В конце минувшего 96 года мне довелось участвовать в качестве единственного гостя из России в работе проводившегося во Львове международного семинара «Новая Украина и новая Европа: пора сближения». Семинар проводился в роскошном Зеркальном зале Львовского университета — в здании бывшего Галицийского сейма времен австро-венгерской империи. Участники зябли, наступление отопительного сезона откладывалось. От перемены власти и остановки заводов воды в городе не прибавилось — в дневное время ее попросту не бывает, — отчего в коридорах ощутимо пованивало. Галичане не суеверны и новым мэром избрали человека по фамилии Куйбида, пишущего стихи. При этом они упрямы, как всякие хохлы (справка: слово «хохол», как пишет правительственный «Урядовый вестник» и перепечатывает дайджест «Наша республика» № 25/1996, слово татарское и означает… «сын неба», — таким образом «Хохлы… Сыны небы… Дети Космоса… высокое и гордое имя!»). Так городские чиновники, обвиненные, один — в капитулянтстве перед ГКЧП, другой — в покровительстве торговли новорожденными, всякий раз обижаются и в отставку подавать отказываются. В их правление старинный Львов окончательно превратился в самое большое из западноукраинских сел, а Галиция — в расходившееся крестьянское искусственное море. Дележ остатков общественного «пирога», коммунального хозяйства ведется уже до состояния пыли. Рельсы для железной дороги, топливо, выделяемые Киевом — последним оставшимся на Украине городом, — немедленно перепродаются дальше на Запад. И главное — отсутствует коллективная воля людей остановить этот оползень.
★ ★ ★ ★ ★
ВОПРОСЫ ПО ТЕКСТУ:
A. Ответьте по отрывку о Львове на вопросы:
(i) В каком зале проводился семинар?
(ii) Какую фамилию носит новый мэр, избранный галичанами?
(iii) Что происходит с рельсами и топливом, которые выделяет Киев?
B. Определите, соответствуют ли отрывку о Львове следующие утверждения. Ответьте «да» или «нет» и приведите решающие слова отрывка.
(i) На семинаре был только один гость из России.
(ii) В дневное время в городе есть вода.
(iii) Ко времени семинара отопительный сезон уже начался.

ИСХОДНЫЕ ДАННЫЕ:
★ ★ ★ ★ ★
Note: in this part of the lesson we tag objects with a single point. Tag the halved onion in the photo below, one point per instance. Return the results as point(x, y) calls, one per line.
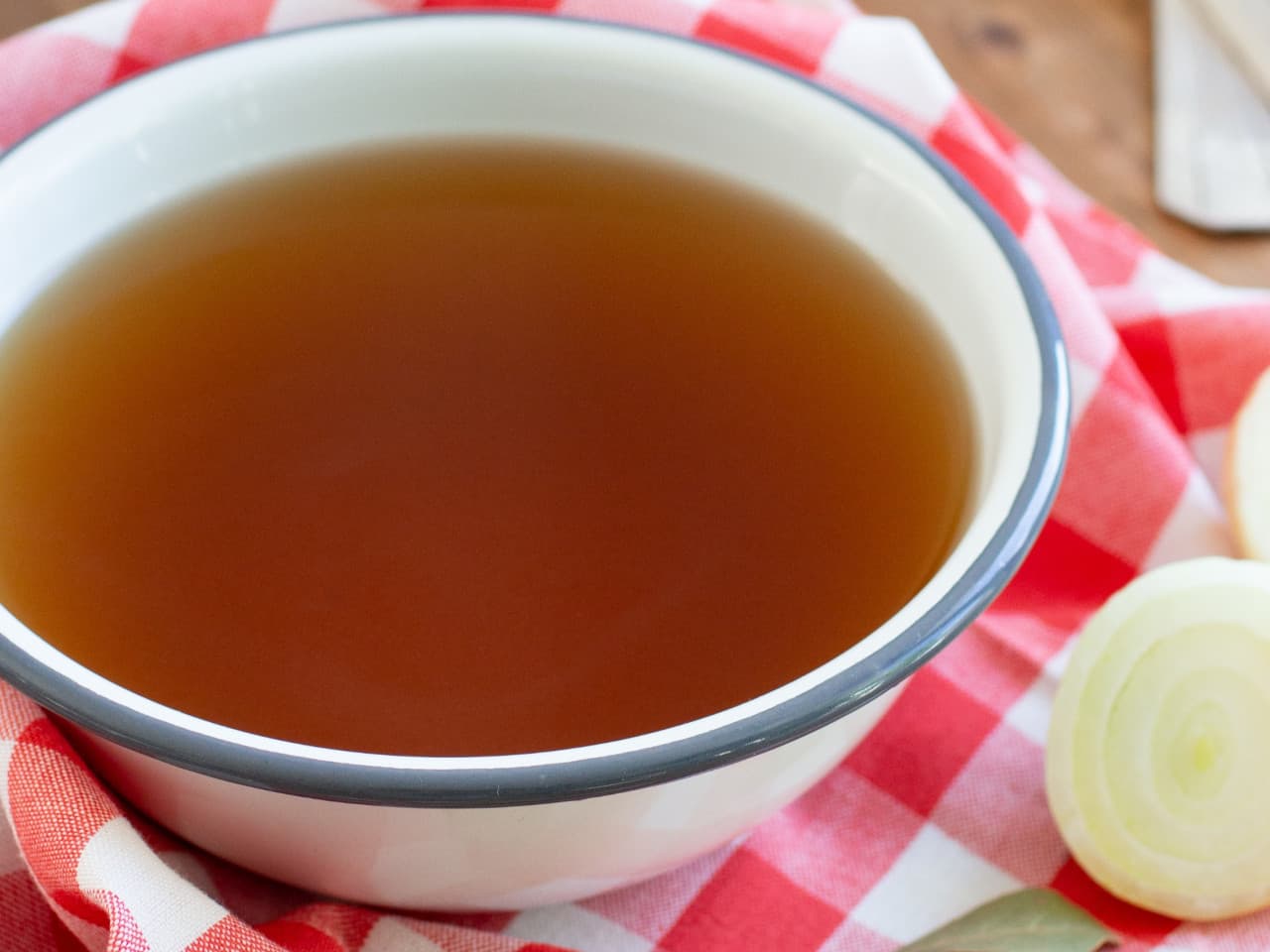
point(1247, 472)
point(1159, 760)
★ ★ ★ ★ ★
ОТВЕТЫ К ЗАДАНИЯМ:
A.
(i) В Зеркальном зале Львовского университета, в здании бывшего Галицийского сейма времен австро-венгерской империи.
(ii) Куйбида.
(iii) Их немедленно перепродают дальше на Запад.

B.
(i) Да: «в качестве единственного гостя из России».
(ii) Нет: «в дневное время ее попросту не бывает».
(iii) Нет: «наступление отопительного сезона откладывалось».